▶ _Work instructions_
Among the entries that follow, find every line with the word "sweatpants" and list it.
**** Data for review
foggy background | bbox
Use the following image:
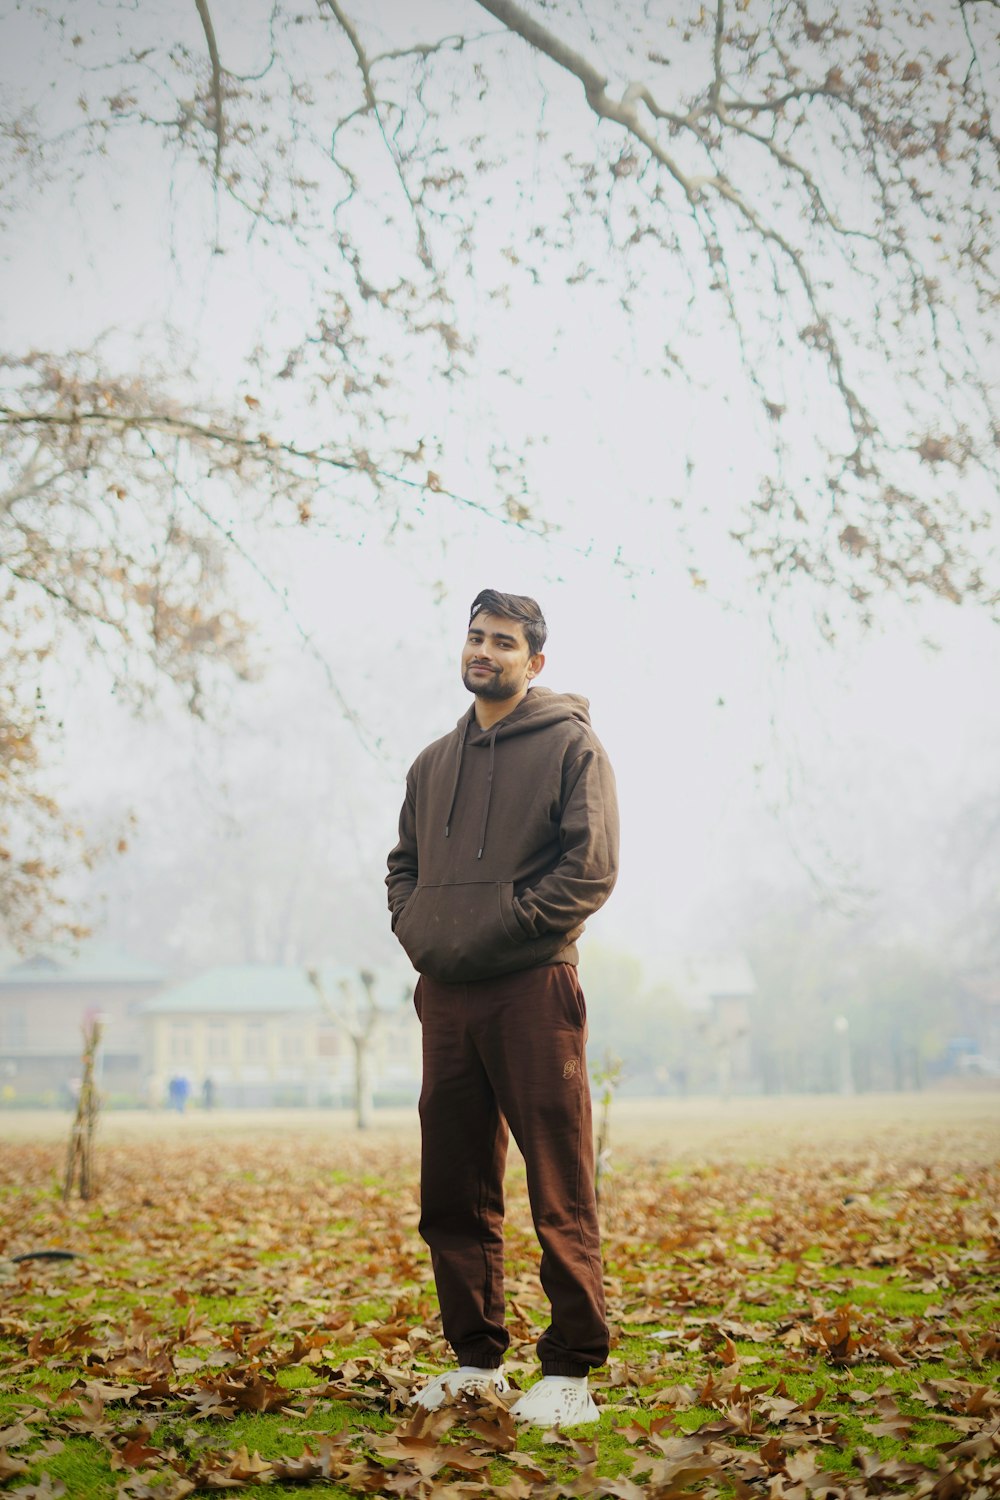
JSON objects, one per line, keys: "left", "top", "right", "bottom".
{"left": 3, "top": 0, "right": 999, "bottom": 1100}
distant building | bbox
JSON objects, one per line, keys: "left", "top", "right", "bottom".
{"left": 0, "top": 947, "right": 421, "bottom": 1110}
{"left": 661, "top": 953, "right": 757, "bottom": 1095}
{"left": 0, "top": 944, "right": 166, "bottom": 1103}
{"left": 137, "top": 963, "right": 421, "bottom": 1108}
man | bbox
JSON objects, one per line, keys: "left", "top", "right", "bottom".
{"left": 386, "top": 588, "right": 619, "bottom": 1426}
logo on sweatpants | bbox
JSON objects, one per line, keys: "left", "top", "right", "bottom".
{"left": 562, "top": 1058, "right": 579, "bottom": 1079}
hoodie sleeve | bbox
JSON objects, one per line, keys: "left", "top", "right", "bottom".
{"left": 386, "top": 767, "right": 419, "bottom": 929}
{"left": 512, "top": 737, "right": 619, "bottom": 938}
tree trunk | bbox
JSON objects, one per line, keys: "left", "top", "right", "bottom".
{"left": 353, "top": 1035, "right": 373, "bottom": 1130}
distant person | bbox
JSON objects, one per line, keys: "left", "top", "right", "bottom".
{"left": 168, "top": 1074, "right": 190, "bottom": 1113}
{"left": 387, "top": 588, "right": 619, "bottom": 1426}
{"left": 202, "top": 1076, "right": 216, "bottom": 1110}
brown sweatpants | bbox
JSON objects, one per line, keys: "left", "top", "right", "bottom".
{"left": 414, "top": 961, "right": 608, "bottom": 1378}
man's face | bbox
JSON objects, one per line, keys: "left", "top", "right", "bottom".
{"left": 461, "top": 612, "right": 542, "bottom": 702}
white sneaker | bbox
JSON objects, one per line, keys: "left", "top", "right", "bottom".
{"left": 510, "top": 1375, "right": 599, "bottom": 1425}
{"left": 410, "top": 1365, "right": 509, "bottom": 1411}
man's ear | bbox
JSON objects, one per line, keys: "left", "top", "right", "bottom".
{"left": 527, "top": 652, "right": 545, "bottom": 681}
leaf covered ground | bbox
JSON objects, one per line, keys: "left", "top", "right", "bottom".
{"left": 0, "top": 1099, "right": 997, "bottom": 1499}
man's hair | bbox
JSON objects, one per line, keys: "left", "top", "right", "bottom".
{"left": 468, "top": 589, "right": 547, "bottom": 656}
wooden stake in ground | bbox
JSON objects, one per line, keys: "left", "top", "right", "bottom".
{"left": 63, "top": 1018, "right": 102, "bottom": 1201}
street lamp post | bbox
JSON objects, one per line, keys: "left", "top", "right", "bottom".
{"left": 833, "top": 1015, "right": 854, "bottom": 1096}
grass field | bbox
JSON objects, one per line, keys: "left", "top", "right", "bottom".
********
▶ _Answer to the problem_
logo on sweatpants | bbox
brown sweatpants | bbox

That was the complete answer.